(Stored items)

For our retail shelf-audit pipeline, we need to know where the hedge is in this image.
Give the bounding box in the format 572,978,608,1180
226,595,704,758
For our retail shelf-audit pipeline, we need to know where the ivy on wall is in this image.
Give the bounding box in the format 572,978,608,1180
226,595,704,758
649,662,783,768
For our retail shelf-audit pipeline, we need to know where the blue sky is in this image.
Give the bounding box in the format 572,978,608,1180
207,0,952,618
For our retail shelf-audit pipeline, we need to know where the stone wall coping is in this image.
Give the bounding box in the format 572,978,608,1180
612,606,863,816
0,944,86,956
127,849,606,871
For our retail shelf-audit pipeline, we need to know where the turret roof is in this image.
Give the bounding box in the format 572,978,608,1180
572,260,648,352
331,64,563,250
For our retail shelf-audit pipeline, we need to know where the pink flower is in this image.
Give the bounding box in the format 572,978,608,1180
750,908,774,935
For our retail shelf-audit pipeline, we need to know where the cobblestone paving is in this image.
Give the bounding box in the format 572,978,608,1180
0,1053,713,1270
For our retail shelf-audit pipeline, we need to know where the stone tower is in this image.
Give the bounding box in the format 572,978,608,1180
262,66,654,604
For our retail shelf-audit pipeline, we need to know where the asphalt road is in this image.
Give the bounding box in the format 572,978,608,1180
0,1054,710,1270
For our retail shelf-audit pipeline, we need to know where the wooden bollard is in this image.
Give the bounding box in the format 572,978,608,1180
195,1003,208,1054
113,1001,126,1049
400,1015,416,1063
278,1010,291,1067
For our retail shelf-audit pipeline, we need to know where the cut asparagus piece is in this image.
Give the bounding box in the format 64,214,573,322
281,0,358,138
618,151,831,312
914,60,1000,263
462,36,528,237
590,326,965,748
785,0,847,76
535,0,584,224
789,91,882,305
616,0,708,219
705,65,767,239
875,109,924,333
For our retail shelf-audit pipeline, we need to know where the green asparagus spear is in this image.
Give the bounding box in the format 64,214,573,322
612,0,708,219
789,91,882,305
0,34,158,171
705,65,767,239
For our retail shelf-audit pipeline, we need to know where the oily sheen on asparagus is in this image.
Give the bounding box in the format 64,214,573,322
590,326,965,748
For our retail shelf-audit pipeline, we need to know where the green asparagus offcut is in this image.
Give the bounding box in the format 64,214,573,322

◆ **Your task**:
Write out all of the records above again, word for word and in the same order.

◆ **Response for this exercise**:
For our retail shelf-audit pipeline, we need to know where the hedge is in this image.
Give the bounding box in the format 572,978,608,1180
226,595,704,758
For our retail shelf-audit pipeline, we need to know where the ivy on wall is in this image.
Give the bounding box in the format 572,978,608,1180
226,595,704,758
649,662,783,768
For our retail shelf-audit pipeline, we need to know where the blue sky is in this image.
Give the bounding box in the format 572,978,608,1180
207,0,952,618
For our retail shelf-audit pipeline, we need to know where the stone wall coping is in this image.
Give the bounding box in the format 572,978,608,1180
612,606,863,816
0,944,86,956
127,849,606,871
For our retail shelf-audit pipeline, we need to know where the turret roof is in this image.
Give the bounding box in the format 572,978,608,1180
572,260,648,352
331,64,563,250
For our retail shelf-audit pipeline, we need to know where the pink flower is in this image.
Give the bounding box in the format 572,978,608,1180
750,908,774,935
For our retail shelf-audit pipeline, we need to know where the cobblestone paving is in this image.
Give the bounding box in the format 572,978,608,1180
0,1053,713,1270
For our retail shelf-audit pipeline, we need to know where the stone tower is in this image.
Give the bounding box in the format 572,978,608,1180
262,66,654,604
For our retail shelf-audit pipeline, we need to know where the asphalt road is in this image.
Give the bounding box in the format 572,978,608,1180
0,1054,710,1270
For our retail shelf-audit pipeline, we need to know where the wooden bollard is in this image.
Give the bounding box in the format 572,978,608,1180
195,1003,208,1054
113,1001,126,1049
400,1015,416,1063
278,1010,291,1067
For our retail shelf-audit pipeline, we need to know where the cut asparagus piece is in this image.
Give the bounding box in the format 64,214,573,322
281,0,358,138
618,151,831,312
914,60,1000,263
462,36,528,237
590,326,965,748
785,0,847,76
535,0,584,224
789,91,882,305
616,0,708,219
705,65,767,239
875,109,924,333
For our retail shelf-audit pipeline, we need to know where the green asparagus spear is in this image.
Give the bounding box in the format 64,214,573,322
612,0,708,219
789,91,882,305
0,34,158,171
705,65,767,239
For our retail shelf-audit pipeline, we need to know where the oily sheen on asparagus is in this image.
Give the bounding box in the format 64,214,573,322
590,326,965,748
For our retail shelf-audit pipeline, we need to know where the green asparagus offcut is in this image.
Give the bounding box in the format 64,214,573,322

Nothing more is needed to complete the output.